§ **Work order A**:
In the article on GMO sweet corn, echo the passage between "This year, genetically" and "sustainable growing practices.", inclusive.
§ **Work order B**:
List the kinds of places where the article on GMO sweet corn says Monsanto's sweet corn is making its debut this year.
§ **Work order C**:
Finish out the next part of the article on GMO sweet corn, picking up after its last sentence.

§ **Source document**:
★ ★ ★ ★

GMO sweet corn-on-the-cob: not at PCC

by Trudy Bialic

This article was originally published in September 2012

This year, genetically engineered sweet corn-on-the-cob hits the U.S. market for the first time. You will not find it at PCC.

Monsanto is hoping farmers will grow its sweet corn with genetically modified organisms (GMOs) on 250,000 acres next year, which is roughly 40 percent of the U.S. sweet corn market. This year, for the first time ever, Monsanto’s sweet corn makes its debut anonymously in grocery stores, produce stands and farmers markets.

Like other GMO products, it won’t be labeled, so you won’t know whether it is or isn’t, unless the retailer provides some credible assurance. At PCC, we can say with confidence and assurance you will not find GMO sweet corn in our stores.

PCC always advocates choosing organic, which prohibits genetic engineering and ensures sustainable growing practices.

★ ★ ★ ★

§ **Entries shown**:
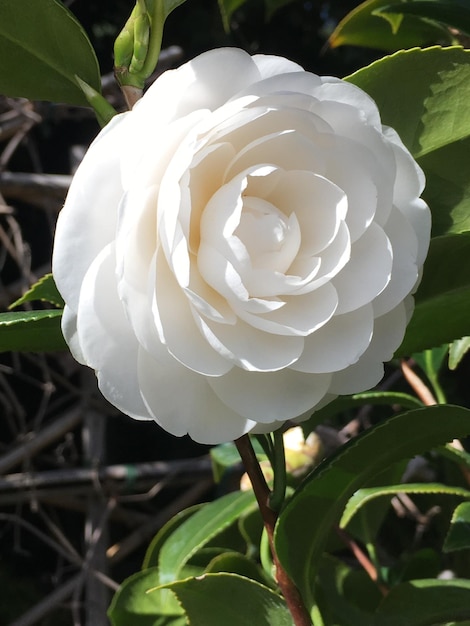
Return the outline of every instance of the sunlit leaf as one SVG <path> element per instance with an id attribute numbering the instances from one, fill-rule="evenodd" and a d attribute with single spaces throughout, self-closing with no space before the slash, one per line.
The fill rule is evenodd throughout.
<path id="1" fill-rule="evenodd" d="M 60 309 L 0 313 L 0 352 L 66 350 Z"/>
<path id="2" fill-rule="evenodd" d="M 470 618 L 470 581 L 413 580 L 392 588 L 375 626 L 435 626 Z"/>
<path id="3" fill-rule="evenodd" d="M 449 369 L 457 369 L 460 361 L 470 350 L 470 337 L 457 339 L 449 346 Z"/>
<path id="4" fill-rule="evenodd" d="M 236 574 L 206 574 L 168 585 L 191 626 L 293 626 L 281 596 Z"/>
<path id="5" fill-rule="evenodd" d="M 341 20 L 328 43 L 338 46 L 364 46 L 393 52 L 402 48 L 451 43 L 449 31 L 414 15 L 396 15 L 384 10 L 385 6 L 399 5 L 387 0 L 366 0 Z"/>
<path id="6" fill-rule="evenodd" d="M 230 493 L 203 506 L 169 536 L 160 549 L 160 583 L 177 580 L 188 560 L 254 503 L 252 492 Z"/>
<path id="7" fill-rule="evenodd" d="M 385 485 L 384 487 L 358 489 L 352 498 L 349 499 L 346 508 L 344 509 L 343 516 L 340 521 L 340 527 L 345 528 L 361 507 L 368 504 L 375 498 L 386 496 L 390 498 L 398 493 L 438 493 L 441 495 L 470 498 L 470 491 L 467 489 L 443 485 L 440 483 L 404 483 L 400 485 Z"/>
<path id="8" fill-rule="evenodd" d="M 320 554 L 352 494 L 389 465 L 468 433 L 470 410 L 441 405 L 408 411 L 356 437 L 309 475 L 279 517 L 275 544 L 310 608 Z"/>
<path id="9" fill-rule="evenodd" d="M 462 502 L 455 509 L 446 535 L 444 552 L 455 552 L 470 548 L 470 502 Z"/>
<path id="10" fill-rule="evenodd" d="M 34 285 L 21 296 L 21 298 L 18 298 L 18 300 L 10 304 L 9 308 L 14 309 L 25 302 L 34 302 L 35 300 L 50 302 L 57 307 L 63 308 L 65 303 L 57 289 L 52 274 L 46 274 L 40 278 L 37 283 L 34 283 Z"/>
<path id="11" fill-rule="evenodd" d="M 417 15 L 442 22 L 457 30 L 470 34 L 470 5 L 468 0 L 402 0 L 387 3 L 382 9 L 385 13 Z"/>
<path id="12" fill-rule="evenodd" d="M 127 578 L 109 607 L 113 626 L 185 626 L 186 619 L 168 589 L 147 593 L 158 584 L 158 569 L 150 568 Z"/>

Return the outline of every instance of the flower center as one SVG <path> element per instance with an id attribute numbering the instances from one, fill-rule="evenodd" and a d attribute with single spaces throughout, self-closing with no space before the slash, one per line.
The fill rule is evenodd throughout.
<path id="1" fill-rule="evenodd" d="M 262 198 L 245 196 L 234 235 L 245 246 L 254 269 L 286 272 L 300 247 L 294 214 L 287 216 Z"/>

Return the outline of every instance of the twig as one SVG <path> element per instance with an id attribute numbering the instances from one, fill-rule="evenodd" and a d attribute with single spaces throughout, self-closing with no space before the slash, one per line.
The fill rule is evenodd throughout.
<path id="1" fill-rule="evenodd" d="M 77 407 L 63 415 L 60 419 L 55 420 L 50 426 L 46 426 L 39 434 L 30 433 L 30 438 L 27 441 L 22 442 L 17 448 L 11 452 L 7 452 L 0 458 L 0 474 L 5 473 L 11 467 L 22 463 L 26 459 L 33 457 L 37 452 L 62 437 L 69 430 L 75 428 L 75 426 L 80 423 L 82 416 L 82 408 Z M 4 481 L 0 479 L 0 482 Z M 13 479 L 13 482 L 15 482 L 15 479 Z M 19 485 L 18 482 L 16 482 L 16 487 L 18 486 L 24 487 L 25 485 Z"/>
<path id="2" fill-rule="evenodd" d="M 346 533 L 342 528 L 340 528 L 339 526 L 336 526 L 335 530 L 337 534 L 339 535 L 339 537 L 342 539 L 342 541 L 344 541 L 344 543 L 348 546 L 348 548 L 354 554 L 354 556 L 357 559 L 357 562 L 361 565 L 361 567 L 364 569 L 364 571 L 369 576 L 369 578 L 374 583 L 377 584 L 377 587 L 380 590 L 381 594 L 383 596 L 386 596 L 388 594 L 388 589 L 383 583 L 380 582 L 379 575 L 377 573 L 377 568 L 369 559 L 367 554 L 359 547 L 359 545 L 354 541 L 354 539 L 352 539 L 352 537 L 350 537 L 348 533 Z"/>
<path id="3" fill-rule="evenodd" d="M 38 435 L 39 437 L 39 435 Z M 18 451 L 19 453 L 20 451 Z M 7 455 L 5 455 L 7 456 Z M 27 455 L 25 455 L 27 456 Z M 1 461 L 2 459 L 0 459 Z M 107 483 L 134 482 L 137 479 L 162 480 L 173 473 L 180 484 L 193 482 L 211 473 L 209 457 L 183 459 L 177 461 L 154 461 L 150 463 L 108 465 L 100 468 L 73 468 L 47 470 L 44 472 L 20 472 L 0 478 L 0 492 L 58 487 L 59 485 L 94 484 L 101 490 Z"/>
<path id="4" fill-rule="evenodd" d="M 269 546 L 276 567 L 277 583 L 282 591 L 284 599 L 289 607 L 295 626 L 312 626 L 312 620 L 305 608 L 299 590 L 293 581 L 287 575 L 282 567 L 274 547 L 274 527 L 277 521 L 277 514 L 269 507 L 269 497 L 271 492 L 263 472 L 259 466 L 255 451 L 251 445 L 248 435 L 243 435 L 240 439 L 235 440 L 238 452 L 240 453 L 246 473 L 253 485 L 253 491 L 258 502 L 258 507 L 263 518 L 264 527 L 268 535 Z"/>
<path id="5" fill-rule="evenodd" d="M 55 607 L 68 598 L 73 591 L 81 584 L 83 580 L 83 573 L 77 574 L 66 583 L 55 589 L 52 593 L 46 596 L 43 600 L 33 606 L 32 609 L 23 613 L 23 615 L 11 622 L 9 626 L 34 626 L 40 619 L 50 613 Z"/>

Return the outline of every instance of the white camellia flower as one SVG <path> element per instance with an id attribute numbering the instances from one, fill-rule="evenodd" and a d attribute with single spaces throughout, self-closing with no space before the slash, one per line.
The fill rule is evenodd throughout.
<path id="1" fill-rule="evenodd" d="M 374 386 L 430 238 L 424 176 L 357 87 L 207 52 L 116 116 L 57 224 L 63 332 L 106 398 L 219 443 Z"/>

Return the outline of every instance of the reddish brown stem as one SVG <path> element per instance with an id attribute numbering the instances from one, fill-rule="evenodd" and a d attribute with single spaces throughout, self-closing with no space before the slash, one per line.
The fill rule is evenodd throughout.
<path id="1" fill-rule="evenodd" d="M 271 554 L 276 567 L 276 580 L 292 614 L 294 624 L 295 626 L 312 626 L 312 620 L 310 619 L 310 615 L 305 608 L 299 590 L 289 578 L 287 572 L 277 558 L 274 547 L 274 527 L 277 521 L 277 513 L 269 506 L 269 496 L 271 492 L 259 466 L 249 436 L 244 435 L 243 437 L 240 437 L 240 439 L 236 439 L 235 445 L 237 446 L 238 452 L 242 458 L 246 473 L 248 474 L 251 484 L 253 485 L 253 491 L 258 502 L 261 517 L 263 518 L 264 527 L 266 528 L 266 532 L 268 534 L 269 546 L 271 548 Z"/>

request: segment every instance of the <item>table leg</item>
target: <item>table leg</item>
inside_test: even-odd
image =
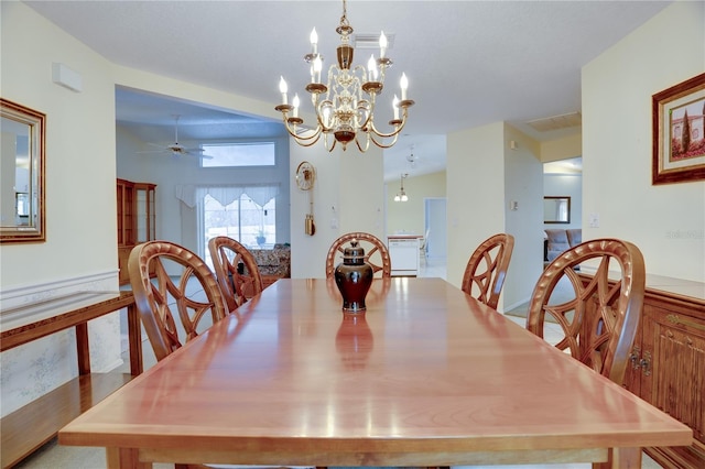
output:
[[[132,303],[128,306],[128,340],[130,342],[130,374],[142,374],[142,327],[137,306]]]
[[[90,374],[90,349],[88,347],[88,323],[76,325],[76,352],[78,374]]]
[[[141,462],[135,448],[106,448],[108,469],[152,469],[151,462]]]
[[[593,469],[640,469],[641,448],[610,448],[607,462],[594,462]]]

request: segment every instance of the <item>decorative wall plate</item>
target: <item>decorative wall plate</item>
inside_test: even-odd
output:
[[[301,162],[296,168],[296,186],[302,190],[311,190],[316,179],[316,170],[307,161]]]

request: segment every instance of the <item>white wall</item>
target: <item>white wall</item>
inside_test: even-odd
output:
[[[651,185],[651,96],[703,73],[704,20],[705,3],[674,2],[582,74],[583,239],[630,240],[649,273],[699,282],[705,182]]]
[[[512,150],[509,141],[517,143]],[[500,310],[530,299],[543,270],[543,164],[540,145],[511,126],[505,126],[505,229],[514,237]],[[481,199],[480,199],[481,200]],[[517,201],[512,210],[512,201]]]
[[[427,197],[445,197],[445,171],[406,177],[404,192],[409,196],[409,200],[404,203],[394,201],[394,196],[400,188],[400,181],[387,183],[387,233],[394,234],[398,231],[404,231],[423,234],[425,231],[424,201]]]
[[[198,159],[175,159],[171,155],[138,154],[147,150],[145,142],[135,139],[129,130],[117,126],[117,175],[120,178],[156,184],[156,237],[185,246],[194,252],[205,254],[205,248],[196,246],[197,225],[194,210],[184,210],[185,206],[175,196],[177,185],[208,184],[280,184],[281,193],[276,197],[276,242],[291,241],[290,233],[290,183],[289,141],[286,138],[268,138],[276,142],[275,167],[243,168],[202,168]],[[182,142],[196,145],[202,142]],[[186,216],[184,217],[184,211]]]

★ ★ ★ ★

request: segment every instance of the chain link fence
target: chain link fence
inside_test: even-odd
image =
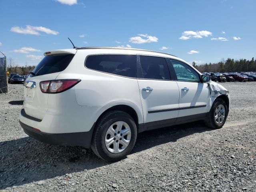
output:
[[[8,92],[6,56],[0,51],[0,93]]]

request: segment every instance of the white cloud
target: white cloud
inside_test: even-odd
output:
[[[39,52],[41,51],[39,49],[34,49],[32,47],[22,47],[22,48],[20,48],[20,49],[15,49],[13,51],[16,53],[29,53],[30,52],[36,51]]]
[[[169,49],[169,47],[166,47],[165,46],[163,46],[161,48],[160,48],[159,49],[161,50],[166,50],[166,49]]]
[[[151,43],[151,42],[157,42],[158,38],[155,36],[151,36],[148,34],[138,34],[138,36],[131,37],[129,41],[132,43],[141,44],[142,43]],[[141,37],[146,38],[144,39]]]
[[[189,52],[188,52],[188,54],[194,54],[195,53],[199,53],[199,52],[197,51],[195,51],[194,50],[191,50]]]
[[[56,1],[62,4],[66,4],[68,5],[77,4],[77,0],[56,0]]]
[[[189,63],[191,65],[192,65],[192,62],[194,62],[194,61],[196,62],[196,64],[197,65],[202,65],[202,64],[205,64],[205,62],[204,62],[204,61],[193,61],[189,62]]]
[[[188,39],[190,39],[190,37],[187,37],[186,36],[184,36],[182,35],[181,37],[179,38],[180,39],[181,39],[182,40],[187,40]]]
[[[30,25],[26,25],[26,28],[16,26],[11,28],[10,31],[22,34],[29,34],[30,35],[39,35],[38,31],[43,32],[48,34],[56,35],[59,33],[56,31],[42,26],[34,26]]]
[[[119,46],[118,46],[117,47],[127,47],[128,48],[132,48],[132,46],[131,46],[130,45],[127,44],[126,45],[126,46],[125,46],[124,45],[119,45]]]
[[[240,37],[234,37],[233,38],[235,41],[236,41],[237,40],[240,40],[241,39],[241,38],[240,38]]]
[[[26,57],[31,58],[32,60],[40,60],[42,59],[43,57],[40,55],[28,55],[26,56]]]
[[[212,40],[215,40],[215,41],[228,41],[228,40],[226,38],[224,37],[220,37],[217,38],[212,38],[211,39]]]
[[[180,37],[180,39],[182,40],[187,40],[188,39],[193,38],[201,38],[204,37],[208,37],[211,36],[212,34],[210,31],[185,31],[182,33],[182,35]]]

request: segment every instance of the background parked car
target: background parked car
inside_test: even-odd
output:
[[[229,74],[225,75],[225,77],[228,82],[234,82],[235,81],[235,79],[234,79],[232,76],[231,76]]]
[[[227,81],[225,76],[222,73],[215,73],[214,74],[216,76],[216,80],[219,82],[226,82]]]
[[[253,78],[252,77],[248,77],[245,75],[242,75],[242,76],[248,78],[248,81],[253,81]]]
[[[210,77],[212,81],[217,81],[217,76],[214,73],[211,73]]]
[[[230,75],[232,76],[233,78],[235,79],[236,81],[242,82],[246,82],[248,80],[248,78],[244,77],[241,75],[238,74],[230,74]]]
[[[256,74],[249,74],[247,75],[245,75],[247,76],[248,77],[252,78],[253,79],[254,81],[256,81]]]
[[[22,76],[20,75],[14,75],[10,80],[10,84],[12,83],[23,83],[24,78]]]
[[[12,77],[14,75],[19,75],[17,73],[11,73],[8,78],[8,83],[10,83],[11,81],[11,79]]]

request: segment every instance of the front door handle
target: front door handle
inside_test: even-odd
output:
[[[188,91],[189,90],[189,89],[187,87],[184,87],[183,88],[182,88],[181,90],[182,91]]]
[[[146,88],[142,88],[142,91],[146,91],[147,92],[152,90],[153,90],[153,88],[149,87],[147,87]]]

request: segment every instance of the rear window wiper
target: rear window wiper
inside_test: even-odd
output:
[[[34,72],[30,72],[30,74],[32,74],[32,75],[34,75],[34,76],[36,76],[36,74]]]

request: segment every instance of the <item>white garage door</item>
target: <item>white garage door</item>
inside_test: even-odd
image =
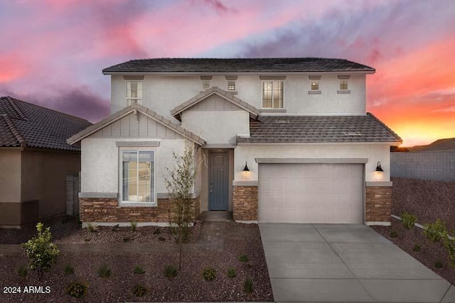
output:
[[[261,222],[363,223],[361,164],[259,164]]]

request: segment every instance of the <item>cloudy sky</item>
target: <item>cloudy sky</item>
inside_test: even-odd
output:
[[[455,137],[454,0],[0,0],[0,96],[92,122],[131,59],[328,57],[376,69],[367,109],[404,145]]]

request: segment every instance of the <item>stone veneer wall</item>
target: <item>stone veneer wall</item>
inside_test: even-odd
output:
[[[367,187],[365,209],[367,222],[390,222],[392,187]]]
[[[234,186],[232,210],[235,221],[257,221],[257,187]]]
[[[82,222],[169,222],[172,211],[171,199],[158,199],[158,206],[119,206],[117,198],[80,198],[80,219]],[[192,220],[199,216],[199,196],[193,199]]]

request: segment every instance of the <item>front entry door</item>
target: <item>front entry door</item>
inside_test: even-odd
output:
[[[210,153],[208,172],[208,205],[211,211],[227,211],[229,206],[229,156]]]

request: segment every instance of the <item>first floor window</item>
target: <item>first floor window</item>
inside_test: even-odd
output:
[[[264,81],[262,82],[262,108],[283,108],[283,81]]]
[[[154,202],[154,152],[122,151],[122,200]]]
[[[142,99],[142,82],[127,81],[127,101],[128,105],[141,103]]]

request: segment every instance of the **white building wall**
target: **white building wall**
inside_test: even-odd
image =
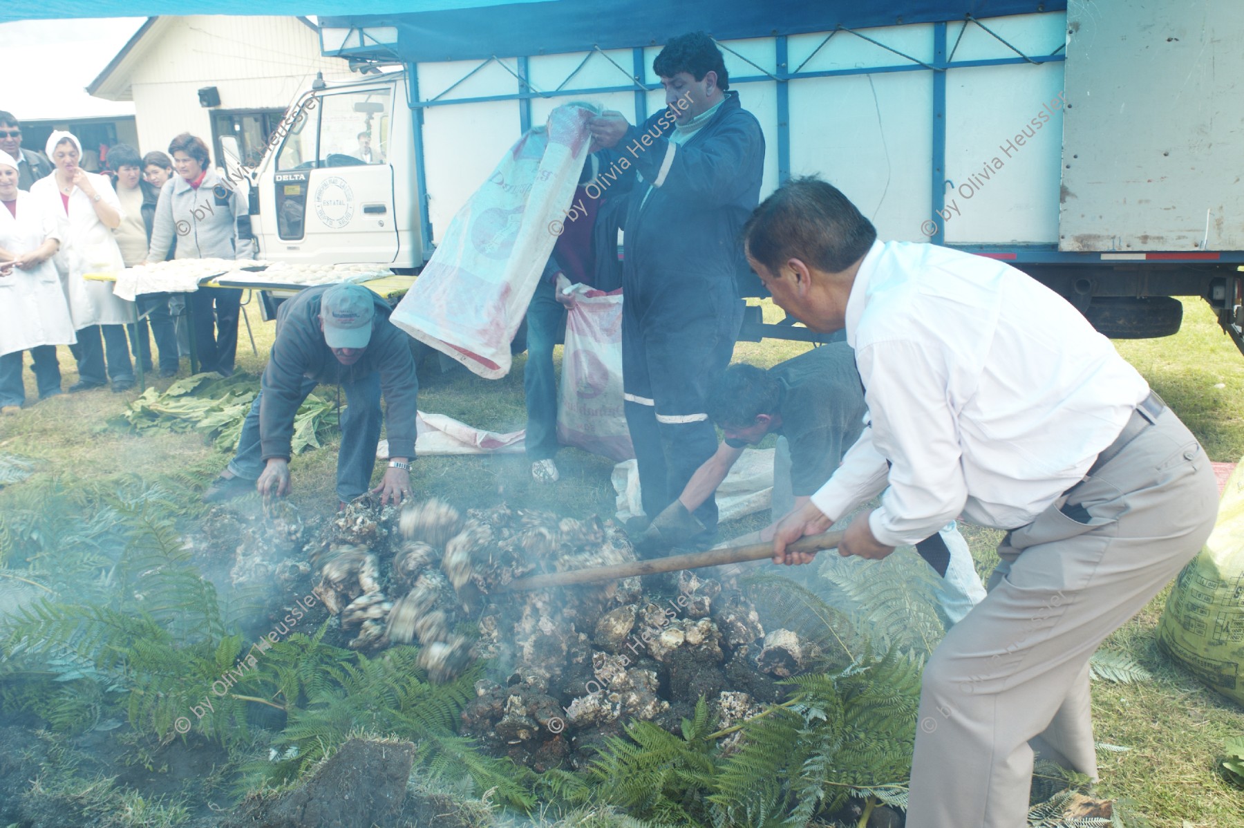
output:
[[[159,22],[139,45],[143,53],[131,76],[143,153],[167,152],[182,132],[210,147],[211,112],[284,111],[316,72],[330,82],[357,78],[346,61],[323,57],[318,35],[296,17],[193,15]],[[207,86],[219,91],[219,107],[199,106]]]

★ ★ ★ ★

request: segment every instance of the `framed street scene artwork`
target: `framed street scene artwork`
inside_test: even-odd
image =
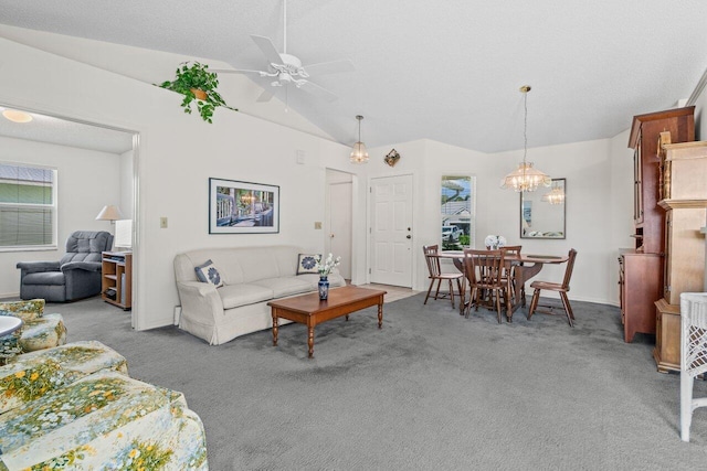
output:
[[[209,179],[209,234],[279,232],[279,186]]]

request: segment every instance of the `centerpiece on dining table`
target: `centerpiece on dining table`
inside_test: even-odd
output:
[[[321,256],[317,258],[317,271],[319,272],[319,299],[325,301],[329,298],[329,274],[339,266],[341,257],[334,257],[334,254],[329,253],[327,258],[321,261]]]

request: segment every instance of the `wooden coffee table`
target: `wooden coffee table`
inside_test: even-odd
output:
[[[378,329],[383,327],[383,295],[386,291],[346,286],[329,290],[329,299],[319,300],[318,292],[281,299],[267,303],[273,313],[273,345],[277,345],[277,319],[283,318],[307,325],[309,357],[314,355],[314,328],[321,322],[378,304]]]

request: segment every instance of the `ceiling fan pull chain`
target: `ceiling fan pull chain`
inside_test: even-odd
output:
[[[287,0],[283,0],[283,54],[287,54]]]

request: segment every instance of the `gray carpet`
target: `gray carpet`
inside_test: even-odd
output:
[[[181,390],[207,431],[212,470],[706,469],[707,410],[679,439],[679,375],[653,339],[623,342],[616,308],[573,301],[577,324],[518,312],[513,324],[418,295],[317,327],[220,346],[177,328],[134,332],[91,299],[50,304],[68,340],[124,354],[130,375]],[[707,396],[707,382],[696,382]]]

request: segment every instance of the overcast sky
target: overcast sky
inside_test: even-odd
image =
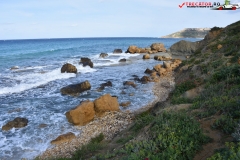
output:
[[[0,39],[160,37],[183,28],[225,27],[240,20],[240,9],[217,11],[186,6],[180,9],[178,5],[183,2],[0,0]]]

★ ★ ★ ★

§ **Written response A**:
This year, genetically engineered sweet corn-on-the-cob hits the U.S. market for the first time. You will not find it at PCC.

Monsanto is hoping farmers will grow its sweet corn with genetically modified organisms (GMOs) on 250,000 acres next year, which is roughly 40 percent of the U.S. sweet corn market. This year, for the first time ever, Monsanto’s sweet corn makes its debut anonymously in grocery stores, produce stands and farmers markets.

Like other GMO products, it won’t be labeled, so you won’t know whether it is or isn’t, unless the retailer provides some credible assurance. At PCC, we can say with confidence and assurance you will not find GMO sweet corn in our stores.

PCC always advocates choosing organic, which prohibits genetic engineering and ensures sustainable growing practices.

§ **Written response B**:
- grocery stores
- produce stands
- farmers markets

§ **Written response C**:
But we also are delighted to say our non-organic sweet corn from Simone and Massoni in northern California also assuredly is not GMO. We talked with the supplier of the seed planted by Simone and Massoni and got answers that stand up to even the most rigorous standards.

Illinois Foundation Seeds faxed us paperwork stating its sweet corn seed was developed from traditional plant-breeding techniques, without GMOs. Even better, the seed supplier explained to us in a conversation that it uses an extremely sensitive test method to detect GMO DNA.

This so-called PCR (polymerase chain reaction) test identifies individual GMO traits engineered into a seed. PCR testing is more sensitive and more costly than the quicker “strip test,” which indicates only whether GMO proteins are present but does not identify the actual traits (herbicide, insecticide, etc.). The three traits engineered into Monsanto’s new GMO sweet corn are two insecticides for corn-borer and rootworm, and the ability to absorb glyphosate without apparent damage.

Illinois Foundation Seeds also told us it tests each load of seed as it comes in. Wow. We feel the Simone and Massoni growers deserve recognition.
Other genetically engineered (GE) corn varieties have been on the market since 1996. They’re used typically for non-organic animal feed or as derivative ingredients in non-organic processed foods.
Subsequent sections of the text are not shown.